▶ [Task description]: For this listing, the lines between the one holding "Query: bottle on shelf" and the one holding "of the tiled", inclusive, must be set down exactly.

▶ [Extracted entries]:
↓↓↓

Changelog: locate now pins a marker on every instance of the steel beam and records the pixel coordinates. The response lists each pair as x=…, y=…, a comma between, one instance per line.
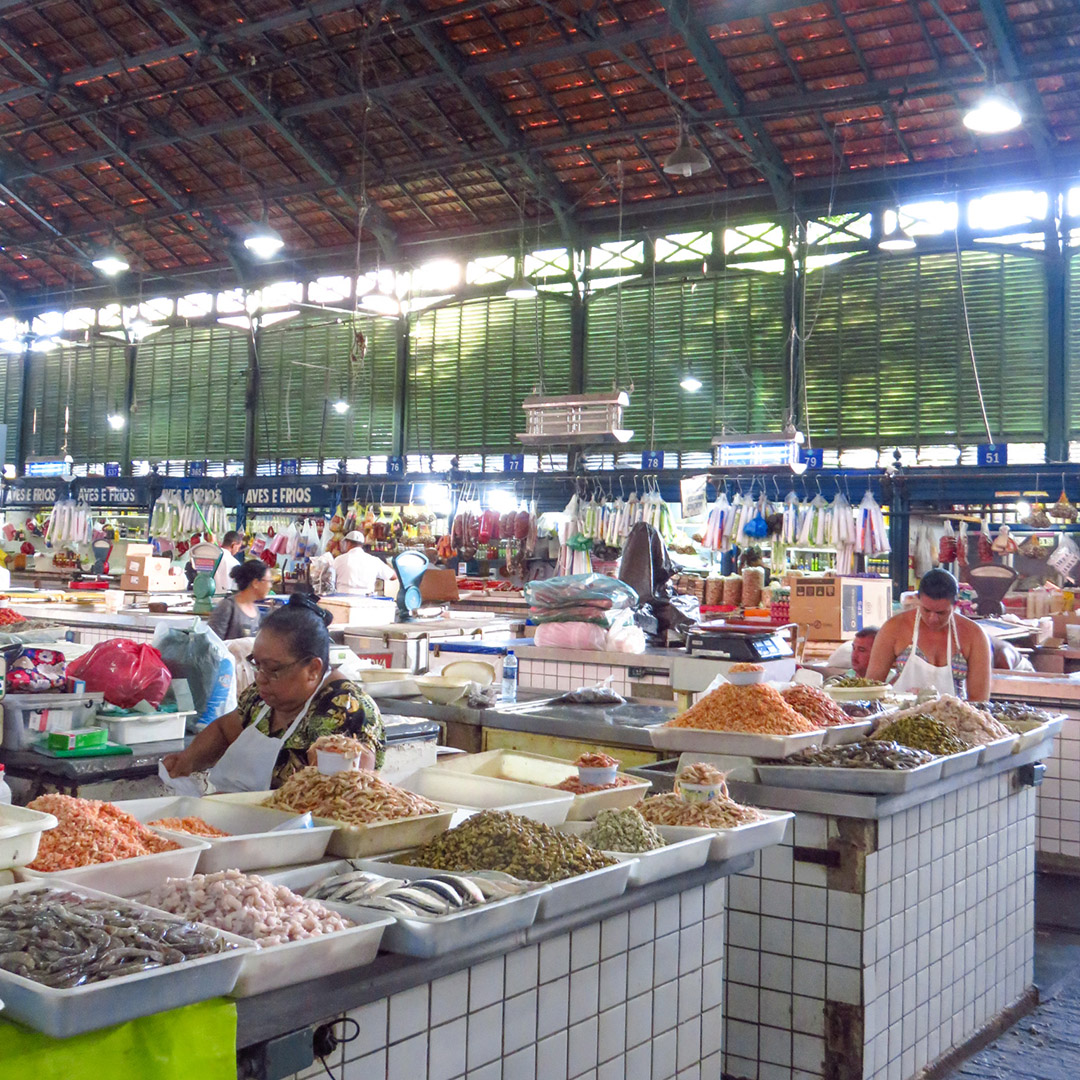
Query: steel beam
x=765, y=154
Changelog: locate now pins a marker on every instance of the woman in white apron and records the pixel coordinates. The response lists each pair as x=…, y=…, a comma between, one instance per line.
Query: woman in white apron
x=932, y=647
x=296, y=699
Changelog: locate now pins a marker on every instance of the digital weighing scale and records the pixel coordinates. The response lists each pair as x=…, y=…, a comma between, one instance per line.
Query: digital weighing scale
x=204, y=558
x=712, y=648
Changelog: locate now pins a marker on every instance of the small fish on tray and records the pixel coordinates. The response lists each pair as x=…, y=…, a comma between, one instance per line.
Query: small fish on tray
x=427, y=898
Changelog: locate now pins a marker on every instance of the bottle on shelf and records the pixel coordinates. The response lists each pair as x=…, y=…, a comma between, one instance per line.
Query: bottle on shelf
x=510, y=677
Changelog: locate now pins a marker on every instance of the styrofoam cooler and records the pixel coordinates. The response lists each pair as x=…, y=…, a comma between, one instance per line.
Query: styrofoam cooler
x=450, y=652
x=27, y=716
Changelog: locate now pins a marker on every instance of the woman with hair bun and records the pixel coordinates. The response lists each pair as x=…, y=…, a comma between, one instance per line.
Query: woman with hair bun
x=296, y=699
x=238, y=616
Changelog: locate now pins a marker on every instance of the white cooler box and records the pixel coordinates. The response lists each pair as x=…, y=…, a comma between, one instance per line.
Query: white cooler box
x=28, y=716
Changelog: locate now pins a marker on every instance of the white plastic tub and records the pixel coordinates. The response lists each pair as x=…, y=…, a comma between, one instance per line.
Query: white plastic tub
x=679, y=854
x=545, y=772
x=250, y=846
x=741, y=839
x=127, y=877
x=149, y=727
x=359, y=841
x=19, y=835
x=473, y=792
x=64, y=1013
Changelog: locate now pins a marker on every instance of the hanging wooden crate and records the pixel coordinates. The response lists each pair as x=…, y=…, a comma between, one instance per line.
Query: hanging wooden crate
x=578, y=419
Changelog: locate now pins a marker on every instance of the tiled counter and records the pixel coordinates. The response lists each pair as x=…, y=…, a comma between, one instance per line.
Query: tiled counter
x=632, y=988
x=885, y=932
x=1057, y=827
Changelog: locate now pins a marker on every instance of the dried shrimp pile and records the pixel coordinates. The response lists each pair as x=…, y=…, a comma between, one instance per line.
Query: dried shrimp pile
x=91, y=832
x=247, y=905
x=721, y=812
x=755, y=709
x=499, y=840
x=701, y=772
x=972, y=725
x=596, y=761
x=196, y=826
x=574, y=785
x=64, y=940
x=815, y=705
x=355, y=797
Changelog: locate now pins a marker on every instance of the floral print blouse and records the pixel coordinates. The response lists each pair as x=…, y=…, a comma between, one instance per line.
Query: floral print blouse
x=339, y=707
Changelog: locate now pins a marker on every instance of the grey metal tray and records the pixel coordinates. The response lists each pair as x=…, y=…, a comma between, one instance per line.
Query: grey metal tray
x=823, y=778
x=65, y=1012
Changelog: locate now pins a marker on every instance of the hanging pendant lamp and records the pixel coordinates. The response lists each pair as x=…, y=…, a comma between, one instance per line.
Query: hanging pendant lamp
x=686, y=159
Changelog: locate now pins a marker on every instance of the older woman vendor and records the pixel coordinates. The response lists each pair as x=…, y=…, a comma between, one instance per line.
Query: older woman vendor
x=296, y=700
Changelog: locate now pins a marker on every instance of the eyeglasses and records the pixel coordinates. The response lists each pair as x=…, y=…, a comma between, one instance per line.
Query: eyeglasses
x=271, y=671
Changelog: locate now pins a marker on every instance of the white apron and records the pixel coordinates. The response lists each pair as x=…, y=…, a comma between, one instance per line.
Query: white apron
x=918, y=674
x=248, y=763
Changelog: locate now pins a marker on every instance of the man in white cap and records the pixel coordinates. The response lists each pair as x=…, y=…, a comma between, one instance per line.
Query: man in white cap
x=356, y=571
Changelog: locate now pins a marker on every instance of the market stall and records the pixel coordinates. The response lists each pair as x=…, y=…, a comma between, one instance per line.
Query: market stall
x=589, y=955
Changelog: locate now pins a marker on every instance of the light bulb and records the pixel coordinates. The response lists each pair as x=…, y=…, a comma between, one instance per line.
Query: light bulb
x=994, y=113
x=521, y=288
x=110, y=264
x=264, y=242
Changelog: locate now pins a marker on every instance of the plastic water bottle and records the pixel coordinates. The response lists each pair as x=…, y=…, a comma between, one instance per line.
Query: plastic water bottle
x=510, y=677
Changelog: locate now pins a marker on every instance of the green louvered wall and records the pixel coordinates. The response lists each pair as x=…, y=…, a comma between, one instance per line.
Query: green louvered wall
x=729, y=328
x=472, y=364
x=189, y=395
x=887, y=360
x=70, y=393
x=305, y=367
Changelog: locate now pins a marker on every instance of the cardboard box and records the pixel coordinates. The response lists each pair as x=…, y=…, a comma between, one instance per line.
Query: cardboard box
x=150, y=574
x=439, y=586
x=833, y=609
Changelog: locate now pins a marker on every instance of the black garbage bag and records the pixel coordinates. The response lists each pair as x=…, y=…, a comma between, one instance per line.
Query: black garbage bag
x=647, y=568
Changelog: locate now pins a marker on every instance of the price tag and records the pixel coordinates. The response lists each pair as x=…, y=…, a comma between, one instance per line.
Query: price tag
x=993, y=454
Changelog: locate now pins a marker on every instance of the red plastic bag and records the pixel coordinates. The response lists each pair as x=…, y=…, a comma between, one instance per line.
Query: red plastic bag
x=125, y=672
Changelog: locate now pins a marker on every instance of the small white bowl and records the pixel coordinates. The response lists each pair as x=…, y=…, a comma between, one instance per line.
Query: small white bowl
x=329, y=761
x=744, y=678
x=698, y=793
x=597, y=777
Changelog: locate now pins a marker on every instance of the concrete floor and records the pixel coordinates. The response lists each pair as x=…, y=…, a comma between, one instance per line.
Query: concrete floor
x=1044, y=1045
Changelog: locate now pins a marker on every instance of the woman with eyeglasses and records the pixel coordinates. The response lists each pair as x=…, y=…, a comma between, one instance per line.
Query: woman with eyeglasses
x=296, y=700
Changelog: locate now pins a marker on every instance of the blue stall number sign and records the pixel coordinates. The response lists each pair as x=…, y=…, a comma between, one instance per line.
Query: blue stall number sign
x=993, y=454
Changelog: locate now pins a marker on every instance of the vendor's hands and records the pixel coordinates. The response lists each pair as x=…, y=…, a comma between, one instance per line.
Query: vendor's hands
x=176, y=765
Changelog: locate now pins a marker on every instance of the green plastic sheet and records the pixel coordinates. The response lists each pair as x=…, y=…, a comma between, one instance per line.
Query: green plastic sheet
x=196, y=1042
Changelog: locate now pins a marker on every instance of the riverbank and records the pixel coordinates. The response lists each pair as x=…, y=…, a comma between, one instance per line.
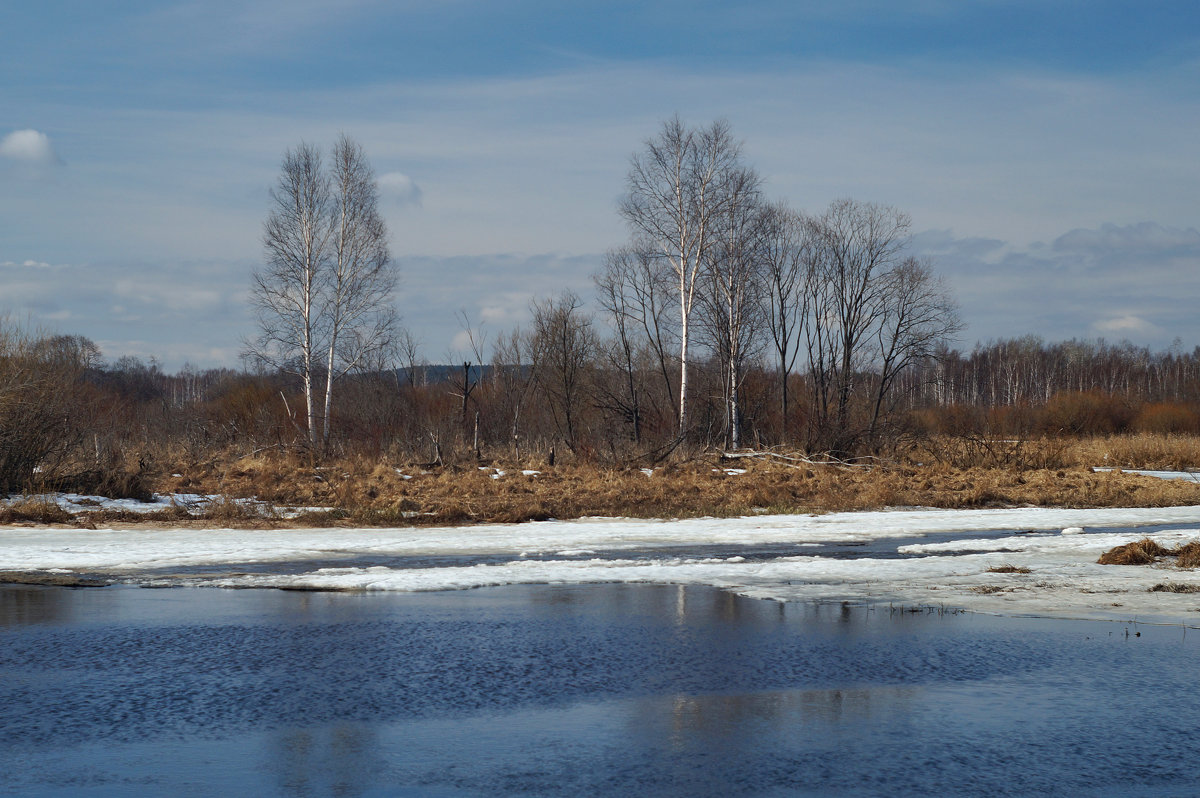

↑↑↑

▶ [Task answer]:
Query: bottle on shelf
x=510, y=677
Changelog: locate now pins a marker on every instance of the styrofoam cooler and records the pixel coordinates. The response lists each pair as x=…, y=…, a comma between, one instance per line.
Query: styrofoam cooler
x=450, y=652
x=27, y=716
Changelog: locate now pins a marker on every instance of the woman with hair bun and records the pixel coordinates. The response lists each pair as x=…, y=…, a comma between, one instance per line.
Query: woman with hair bun
x=296, y=699
x=238, y=616
Changelog: locate now pins a marker on every instance of the white cooler box and records the pixel coordinates. The response lists each pair as x=…, y=…, a comma between, one instance per line.
Query: white cooler box
x=28, y=716
Changelog: locate now pins a marker on every instance of the white plastic tub and records the pixel coordinates. The response lists each pair as x=…, y=…, a comma between, one instance per line.
Query: white plastic tub
x=679, y=854
x=545, y=772
x=250, y=846
x=741, y=839
x=127, y=877
x=149, y=727
x=359, y=841
x=19, y=835
x=473, y=792
x=64, y=1013
Changelog: locate now pins a marker on every instance of the hanging wooden crate and records the pixel coordinates. The response lists each pair as x=…, y=…, a comma between, one instance per line.
Query: hanging wooden crate
x=578, y=419
Changelog: locate now pins a marker on every instance of the tiled counter and records the pixel coordinates. The response lists each pair as x=…, y=…, a comma between, one instance per line.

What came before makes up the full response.